● TEXTAUSZUG:
Schwule Pinguine im Tierpark Hagenbeck: Don't talk, don't tell

Der Tierpark Hagenbeck hat vom Berliner Zoo zwei Pinguine geschenkt bekommen. Zu Besuch bei einem schwulen Paar.

Zwei Pinguine in Nahaufnahme

Ernie und Bert heißen nun Kalle und Grobi Foto: dpa

Diese Meldung war kürzlich in einer Berliner Zeitung zu lesen: „Schwule Pinguine fremdeln noch im Hamburger Tierpark“. Was war passiert? Im Berliner Zoo gibt es viele Exemplare dieser Vogelart, deren Angehörige nicht fliegen können, aber so gut schwimmen und tauchen wie niemand sonst. Zoos tauschen sich aus. Also wurden Stan und Olli, wie die beiden Exemplare dieses Paars genannt wurden, nach Hamburg verschenkt. Warum es genau diese beiden Königspinguine waren, hatte mit der Sensibilität von Berliner Tierpflegern zu tun: Paare trennt man nicht zwangsweise.

Also hin zum Tierpark Hagenbeck in Hamburg, mal gucken, wie es den beiden geht. Im vor knapp vier Jahren vollkommen neu erbauten „Eismeer“, einer mit viel Betonschaum konstruierten Simulation der korrekten geografischen und klimatischen Bedingungen für in der Antarktis lebende Tiere, muss man aus mittelkühler Frühlingsatmosphäre durch eine Tür schreiten. Dahinter ist es kalt, nicht antarktisch, aber doch: sehr runtertemperiert. Es riecht fischig. Pinguinatmo also. Welche Sorte dieser durch alle Evolution hindurch flugunfähig gemachten auch immer: Pinguine essen das, was aus dem Wasser kommt, Fische und Krill. Und so riechen sie auch.

● BEREITGESTELLTE EINTRÄGE:
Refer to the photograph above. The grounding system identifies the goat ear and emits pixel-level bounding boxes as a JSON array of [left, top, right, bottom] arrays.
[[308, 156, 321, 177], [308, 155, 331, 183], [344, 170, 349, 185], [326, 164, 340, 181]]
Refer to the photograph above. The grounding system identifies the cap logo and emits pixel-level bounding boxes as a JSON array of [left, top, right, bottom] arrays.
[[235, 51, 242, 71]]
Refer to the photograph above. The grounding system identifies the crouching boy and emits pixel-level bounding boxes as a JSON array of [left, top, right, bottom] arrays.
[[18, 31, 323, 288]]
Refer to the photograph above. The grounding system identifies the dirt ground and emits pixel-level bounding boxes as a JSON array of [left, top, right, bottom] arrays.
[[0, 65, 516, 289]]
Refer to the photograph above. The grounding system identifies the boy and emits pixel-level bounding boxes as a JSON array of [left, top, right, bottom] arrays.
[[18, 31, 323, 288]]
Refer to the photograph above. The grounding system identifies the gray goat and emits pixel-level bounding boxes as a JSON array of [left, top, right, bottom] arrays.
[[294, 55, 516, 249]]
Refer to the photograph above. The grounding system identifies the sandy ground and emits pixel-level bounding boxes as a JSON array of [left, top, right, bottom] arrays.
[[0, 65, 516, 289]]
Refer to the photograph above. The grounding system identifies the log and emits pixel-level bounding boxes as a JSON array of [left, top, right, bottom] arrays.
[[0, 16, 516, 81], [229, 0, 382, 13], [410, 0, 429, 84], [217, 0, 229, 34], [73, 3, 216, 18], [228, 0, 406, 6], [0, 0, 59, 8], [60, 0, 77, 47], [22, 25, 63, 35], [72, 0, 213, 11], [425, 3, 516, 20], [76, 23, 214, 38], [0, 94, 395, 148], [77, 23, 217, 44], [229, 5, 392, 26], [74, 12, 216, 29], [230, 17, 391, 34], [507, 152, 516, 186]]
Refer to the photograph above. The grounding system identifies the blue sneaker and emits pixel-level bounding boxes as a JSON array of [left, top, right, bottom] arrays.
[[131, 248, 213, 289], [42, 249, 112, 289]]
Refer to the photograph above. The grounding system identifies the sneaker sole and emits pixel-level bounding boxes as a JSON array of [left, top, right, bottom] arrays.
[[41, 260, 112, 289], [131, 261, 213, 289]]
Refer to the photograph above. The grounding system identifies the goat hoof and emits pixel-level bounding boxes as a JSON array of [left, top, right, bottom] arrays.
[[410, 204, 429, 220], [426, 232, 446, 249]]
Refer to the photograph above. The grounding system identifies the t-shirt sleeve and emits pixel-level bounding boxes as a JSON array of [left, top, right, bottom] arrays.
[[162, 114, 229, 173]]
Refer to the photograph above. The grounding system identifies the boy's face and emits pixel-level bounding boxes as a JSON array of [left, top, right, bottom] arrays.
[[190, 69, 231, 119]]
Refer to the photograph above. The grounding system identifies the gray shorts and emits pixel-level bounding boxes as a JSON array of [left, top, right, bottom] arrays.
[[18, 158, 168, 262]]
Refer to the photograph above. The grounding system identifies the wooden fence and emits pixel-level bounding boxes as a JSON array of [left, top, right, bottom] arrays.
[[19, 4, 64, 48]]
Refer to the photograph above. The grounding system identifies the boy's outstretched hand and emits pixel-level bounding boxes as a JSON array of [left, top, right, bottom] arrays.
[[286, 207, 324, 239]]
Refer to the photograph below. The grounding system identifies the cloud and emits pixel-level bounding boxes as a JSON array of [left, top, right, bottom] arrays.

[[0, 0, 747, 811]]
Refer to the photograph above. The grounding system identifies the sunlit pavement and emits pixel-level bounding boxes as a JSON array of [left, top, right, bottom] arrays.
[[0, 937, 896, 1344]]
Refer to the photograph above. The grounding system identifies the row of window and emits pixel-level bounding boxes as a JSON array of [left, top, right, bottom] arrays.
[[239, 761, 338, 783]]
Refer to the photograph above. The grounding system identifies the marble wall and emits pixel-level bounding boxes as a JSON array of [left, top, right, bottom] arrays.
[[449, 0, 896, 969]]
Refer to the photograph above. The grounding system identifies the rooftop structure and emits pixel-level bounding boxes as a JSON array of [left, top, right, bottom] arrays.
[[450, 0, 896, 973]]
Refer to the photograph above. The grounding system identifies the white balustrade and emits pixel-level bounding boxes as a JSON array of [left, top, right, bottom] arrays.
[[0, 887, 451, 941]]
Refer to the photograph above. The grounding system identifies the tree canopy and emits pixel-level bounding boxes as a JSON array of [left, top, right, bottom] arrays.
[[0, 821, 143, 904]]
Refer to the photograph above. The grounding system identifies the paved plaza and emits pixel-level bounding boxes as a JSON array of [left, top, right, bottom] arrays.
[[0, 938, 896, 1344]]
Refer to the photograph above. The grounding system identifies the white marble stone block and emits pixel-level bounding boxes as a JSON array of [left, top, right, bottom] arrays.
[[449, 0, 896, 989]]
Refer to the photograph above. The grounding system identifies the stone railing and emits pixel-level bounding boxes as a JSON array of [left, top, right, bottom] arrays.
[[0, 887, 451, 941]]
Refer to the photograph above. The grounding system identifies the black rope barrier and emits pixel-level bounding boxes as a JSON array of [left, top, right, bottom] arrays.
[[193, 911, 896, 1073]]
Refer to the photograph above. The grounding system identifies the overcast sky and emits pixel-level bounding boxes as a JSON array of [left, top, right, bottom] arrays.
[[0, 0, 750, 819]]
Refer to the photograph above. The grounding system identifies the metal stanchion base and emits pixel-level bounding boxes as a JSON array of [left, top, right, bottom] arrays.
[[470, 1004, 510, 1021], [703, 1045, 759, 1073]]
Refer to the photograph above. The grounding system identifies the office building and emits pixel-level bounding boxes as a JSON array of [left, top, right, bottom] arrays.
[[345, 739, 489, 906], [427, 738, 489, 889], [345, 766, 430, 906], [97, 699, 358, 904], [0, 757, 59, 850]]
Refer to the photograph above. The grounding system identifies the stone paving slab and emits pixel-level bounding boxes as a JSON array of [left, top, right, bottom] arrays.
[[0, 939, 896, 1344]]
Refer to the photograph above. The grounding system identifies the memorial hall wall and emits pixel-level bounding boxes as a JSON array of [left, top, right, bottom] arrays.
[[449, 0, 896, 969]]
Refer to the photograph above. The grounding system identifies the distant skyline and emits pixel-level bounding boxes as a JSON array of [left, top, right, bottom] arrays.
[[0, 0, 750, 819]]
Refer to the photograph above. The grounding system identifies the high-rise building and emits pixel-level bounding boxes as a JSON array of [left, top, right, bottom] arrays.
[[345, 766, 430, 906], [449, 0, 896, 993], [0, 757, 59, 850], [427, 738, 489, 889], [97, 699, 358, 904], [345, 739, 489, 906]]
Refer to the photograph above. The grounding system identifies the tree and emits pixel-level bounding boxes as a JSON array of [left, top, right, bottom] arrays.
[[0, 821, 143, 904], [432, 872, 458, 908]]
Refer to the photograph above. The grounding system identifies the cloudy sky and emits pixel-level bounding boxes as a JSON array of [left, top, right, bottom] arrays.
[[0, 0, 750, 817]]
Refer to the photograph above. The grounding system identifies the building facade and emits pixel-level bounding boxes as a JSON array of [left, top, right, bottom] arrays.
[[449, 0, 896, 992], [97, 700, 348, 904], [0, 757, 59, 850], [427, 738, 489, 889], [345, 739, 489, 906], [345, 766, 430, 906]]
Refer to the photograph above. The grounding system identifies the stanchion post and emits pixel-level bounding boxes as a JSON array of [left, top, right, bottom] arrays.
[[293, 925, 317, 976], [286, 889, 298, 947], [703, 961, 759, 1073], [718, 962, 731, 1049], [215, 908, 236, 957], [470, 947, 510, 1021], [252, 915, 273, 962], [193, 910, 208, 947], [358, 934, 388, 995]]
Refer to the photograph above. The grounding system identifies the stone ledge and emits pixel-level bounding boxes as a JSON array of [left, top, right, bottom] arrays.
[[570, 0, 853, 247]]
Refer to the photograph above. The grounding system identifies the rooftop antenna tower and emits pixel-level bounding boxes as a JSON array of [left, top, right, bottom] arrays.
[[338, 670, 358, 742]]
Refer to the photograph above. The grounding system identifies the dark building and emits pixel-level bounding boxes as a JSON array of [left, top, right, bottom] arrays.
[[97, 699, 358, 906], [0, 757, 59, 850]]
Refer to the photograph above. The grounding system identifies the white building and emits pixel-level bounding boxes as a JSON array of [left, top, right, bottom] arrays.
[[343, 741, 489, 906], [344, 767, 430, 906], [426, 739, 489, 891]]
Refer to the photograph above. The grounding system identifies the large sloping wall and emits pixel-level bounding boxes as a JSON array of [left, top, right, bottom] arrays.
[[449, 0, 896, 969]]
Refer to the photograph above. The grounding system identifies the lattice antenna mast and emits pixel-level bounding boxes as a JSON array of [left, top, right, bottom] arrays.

● ÜBUNGSAUFGABE:
Beantworte bitte diese Fragen zum Text über die Pinguine im Tierpark Hagenbeck:
1. Von welchem Zoo hat der Tierpark Hagenbeck die beiden Pinguine geschenkt bekommen?
2. Warum wurden genau diese beiden Königspinguine verschenkt?
3. Wovon ernähren sich Pinguine laut dem Text?

● LÖSUNG:
1. Vom Berliner Zoo.
2. Berliner Tierpfleger trennen Paare nicht zwangsweise.
3. Von Fischen und Krill.